Written problem: Reproduce the biography of Élisabeth Baume-Schneider below word for word, from its first sentence to its last.

Given passage:

++++++++

Élisabeth Baume-Schneider (born 24 December 1963) is a Swiss politician of the Social Democratic Party of Switzerland (SP) and a current member of the Federal Council. She was elected on 7 December 2022, the first ever elected member from the Canton of Jura.

Early life and education 
Élisabeth Baume-Schneider was born to farmers in Saint-Imier. Her grandparents come from Seeland in Canton Bern. She graduated from high school in La Chaux-de-Fonds in 1983 and following she studied social sciences at the University of Neuchâtel. She obtained a licentiate in 1987. Between 1989 and 2002 she worked as a social worker in Franches-Montagnes and later for the cantonal administration of Jura.

Political career 
In her early political career, she was influenced by the Polish Solidarnosc, her involvement at the Amnesty International and in the Socialist Workers Party, before she eventually joined the Social Democratic Party (SP). in 1995 she became a member of the Grand Council of Jura over which she presided in 2000. Between December 2002 and 2015 she was a member of the government of the Canton of Jura in which she acted as the minister of education culture and sports. As such she was elected as the president of the strategic committee of the . As an Executive Councilor of Jura, she was involved in the negotiations in transferring Moutier from the majority German speaking Canton Berne to Jura which is a majority francophone canton. She also instituted the bilingual high school exam in the canton. 

In the federal elections of 2019, Baume-Schneider was elected to the Council of States. In January 2020 she was elected to the advisory council of the Fachhochschule. In November 2022, she announced her candidacy to the Federal Council of Switzerland.

++++++++

Provided information:
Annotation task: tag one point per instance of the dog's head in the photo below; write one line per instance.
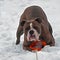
(32, 29)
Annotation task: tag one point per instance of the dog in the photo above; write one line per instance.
(35, 26)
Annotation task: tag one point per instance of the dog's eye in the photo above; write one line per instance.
(38, 20)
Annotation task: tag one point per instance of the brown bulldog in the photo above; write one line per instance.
(35, 26)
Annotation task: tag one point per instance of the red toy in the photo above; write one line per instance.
(37, 45)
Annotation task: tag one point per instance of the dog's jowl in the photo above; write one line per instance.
(35, 26)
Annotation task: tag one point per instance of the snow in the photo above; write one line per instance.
(10, 12)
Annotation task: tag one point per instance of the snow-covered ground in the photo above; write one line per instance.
(10, 12)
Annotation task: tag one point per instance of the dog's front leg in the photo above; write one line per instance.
(19, 33)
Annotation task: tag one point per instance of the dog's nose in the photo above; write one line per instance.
(31, 32)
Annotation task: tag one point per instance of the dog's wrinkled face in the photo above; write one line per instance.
(32, 29)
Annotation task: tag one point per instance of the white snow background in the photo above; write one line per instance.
(10, 12)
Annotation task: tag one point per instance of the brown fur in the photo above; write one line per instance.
(28, 16)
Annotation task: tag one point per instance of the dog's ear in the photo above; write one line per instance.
(22, 23)
(38, 20)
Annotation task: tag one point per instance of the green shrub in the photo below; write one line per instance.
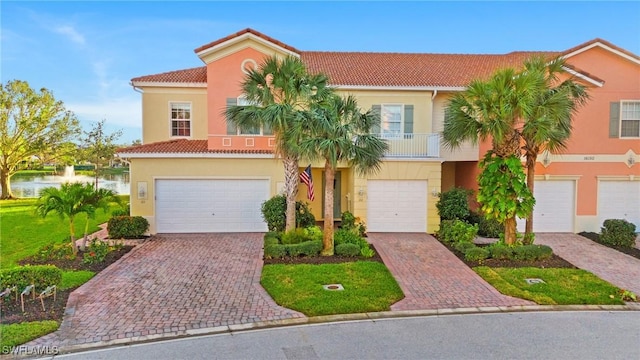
(463, 246)
(344, 236)
(348, 221)
(22, 276)
(454, 204)
(490, 228)
(295, 236)
(314, 232)
(452, 231)
(55, 251)
(476, 254)
(307, 248)
(347, 249)
(500, 251)
(274, 214)
(96, 253)
(127, 227)
(618, 232)
(276, 251)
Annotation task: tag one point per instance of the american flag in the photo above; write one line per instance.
(306, 178)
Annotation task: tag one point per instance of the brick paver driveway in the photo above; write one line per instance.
(169, 285)
(432, 277)
(611, 265)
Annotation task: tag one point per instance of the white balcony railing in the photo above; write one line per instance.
(412, 145)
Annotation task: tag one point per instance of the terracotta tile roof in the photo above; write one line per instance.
(183, 146)
(193, 75)
(242, 32)
(400, 69)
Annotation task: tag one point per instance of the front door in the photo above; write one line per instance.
(337, 213)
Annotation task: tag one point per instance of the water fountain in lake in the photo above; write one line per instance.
(30, 186)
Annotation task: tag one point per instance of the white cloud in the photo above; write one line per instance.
(71, 33)
(125, 112)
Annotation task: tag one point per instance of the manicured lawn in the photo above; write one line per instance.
(23, 233)
(561, 287)
(368, 287)
(17, 334)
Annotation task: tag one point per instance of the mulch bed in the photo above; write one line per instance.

++++++++

Completed exercise:
Élisabeth Baume-Schneider (born 24 December 1963) is a Swiss politician of the Social Democratic Party of Switzerland (SP) and a current member of the Federal Council. She was elected on 7 December 2022, the first ever elected member from the Canton of Jura.

Early life and education 
Élisabeth Baume-Schneider was born to farmers in Saint-Imier. Her grandparents come from Seeland in Canton Bern. She graduated from high school in La Chaux-de-Fonds in 1983 and following she studied social sciences at the University of Neuchâtel. She obtained a licentiate in 1987. Between 1989 and 2002 she worked as a social worker in Franches-Montagnes and later for the cantonal administration of Jura.

Political career 
In her early political career, she was influenced by the Polish Solidarnosc, her involvement at the Amnesty International and in the Socialist Workers Party, before she eventually joined the Social Democratic Party (SP). in 1995 she became a member of the Grand Council of Jura over which she presided in 2000. Between December 2002 and 2015 she was a member of the government of the Canton of Jura in which she acted as the minister of education culture and sports. As such she was elected as the president of the strategic committee of the . As an Executive Councilor of Jura, she was involved in the negotiations in transferring Moutier from the majority German speaking Canton Berne to Jura which is a majority francophone canton. She also instituted the bilingual high school exam in the canton. 

In the federal elections of 2019, Baume-Schneider was elected to the Council of States. In January 2020 she was elected to the advisory council of the Fachhochschule. In November 2022, she announced her candidacy to the Federal Council of Switzerland.